WHAT TO PRODUCE> Arrange the listing below as a Markdown table with the columns Row and Line, starting at the line that contains "to the black" and ending at the final line of the listing. Leave out any blank lines.

= = = = =

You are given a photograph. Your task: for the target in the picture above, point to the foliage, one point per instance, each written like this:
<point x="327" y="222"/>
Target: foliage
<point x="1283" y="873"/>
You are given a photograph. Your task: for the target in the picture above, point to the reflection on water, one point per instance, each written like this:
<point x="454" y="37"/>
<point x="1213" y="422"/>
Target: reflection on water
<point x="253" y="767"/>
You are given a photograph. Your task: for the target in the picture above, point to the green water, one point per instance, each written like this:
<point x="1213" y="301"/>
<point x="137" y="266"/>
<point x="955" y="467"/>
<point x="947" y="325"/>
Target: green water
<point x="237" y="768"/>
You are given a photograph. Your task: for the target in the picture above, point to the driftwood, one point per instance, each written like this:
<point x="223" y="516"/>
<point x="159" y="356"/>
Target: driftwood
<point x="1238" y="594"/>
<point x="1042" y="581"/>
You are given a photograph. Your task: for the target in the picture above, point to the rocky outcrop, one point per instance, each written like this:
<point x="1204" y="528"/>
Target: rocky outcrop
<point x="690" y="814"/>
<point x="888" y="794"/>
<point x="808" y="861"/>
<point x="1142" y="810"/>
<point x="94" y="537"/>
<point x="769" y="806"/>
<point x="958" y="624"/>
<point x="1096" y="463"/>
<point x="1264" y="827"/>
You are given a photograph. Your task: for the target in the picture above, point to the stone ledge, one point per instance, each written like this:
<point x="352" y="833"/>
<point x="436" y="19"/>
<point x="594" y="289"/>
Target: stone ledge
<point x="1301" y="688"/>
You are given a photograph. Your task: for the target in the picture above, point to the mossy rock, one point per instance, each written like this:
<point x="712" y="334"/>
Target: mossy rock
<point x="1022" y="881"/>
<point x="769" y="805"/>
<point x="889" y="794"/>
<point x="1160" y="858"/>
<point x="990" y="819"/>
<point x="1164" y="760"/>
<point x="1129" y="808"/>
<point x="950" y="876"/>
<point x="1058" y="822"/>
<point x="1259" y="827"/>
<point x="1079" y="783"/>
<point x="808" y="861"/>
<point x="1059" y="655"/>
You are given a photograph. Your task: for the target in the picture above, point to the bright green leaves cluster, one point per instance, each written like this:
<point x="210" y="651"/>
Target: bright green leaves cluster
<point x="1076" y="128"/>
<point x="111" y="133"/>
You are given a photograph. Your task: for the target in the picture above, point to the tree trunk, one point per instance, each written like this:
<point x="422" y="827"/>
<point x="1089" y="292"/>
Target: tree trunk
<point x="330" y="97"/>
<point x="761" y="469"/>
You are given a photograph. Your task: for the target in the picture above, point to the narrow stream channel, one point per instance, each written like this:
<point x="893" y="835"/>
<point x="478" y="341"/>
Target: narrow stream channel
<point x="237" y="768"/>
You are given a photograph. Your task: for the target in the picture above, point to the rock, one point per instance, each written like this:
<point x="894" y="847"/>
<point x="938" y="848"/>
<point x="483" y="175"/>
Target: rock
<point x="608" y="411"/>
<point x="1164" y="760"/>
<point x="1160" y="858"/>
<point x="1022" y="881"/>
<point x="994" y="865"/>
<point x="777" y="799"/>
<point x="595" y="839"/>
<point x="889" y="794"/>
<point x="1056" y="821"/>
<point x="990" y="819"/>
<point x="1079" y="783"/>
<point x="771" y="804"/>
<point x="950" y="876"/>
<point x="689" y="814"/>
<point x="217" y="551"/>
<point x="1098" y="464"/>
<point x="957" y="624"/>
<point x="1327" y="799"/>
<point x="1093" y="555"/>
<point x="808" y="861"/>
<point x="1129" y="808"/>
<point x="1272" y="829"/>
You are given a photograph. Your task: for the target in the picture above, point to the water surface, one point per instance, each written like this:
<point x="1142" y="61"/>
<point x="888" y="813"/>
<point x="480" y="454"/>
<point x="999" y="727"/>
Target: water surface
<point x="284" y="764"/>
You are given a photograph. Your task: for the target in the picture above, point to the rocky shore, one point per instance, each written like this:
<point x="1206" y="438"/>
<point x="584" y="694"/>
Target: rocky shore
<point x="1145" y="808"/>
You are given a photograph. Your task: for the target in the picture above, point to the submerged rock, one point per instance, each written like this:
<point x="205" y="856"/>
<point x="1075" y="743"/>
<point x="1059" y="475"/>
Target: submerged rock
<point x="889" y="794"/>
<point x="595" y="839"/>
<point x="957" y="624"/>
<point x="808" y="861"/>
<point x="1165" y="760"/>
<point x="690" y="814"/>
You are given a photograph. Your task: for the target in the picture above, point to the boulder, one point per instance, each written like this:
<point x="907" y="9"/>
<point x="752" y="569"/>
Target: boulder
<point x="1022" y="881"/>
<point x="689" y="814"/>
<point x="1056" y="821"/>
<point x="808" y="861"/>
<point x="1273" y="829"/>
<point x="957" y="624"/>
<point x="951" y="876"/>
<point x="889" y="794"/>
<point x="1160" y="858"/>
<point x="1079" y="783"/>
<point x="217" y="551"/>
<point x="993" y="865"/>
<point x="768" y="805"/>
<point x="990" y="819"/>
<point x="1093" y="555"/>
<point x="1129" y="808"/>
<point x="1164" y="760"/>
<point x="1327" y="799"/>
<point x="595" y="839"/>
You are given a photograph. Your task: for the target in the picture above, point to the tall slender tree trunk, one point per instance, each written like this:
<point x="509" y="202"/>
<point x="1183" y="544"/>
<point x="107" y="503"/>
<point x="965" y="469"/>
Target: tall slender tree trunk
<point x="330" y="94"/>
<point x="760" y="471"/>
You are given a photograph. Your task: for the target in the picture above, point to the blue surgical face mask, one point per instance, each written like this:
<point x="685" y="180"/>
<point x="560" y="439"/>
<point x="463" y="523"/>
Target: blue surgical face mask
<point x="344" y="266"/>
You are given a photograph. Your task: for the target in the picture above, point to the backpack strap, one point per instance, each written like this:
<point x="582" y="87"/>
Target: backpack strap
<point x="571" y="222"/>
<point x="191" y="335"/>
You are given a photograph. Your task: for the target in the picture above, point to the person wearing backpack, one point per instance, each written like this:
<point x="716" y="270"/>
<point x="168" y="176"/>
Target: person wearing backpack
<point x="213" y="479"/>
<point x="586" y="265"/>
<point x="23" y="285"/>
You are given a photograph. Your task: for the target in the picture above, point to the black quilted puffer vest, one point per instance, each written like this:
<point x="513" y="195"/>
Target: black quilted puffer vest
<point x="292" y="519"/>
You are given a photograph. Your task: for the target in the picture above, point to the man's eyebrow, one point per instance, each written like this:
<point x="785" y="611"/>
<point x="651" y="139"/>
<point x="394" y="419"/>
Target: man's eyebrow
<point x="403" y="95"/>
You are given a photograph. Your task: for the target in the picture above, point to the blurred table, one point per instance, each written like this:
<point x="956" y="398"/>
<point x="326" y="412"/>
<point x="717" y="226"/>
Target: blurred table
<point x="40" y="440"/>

= = = = =

RIGHT ANSWER>
| Row | Line |
|---|---|
| 1 | You are given a photograph. Your task: for the target in the picture above, point to the black quilted puffer vest, one point per instance, each written like this: |
| 2 | <point x="513" y="195"/> |
| 3 | Target: black quilted puffer vest |
| 4 | <point x="292" y="519"/> |
| 5 | You are given a photograph. Your task: for the target in the picture above, point to the man's eyebrow, one point per instance, each written like this: |
| 6 | <point x="785" y="611"/> |
| 7 | <point x="651" y="139"/> |
| 8 | <point x="394" y="419"/> |
| 9 | Target: man's eyebrow |
| 10 | <point x="403" y="95"/> |
| 11 | You are given a photograph. Your task: for the target in the picture above, point to the blurred table, one point per instance, each written like this: |
| 12 | <point x="956" y="398"/> |
| 13 | <point x="326" y="412"/> |
| 14 | <point x="717" y="226"/> |
| 15 | Target: blurred table |
| 16 | <point x="40" y="440"/> |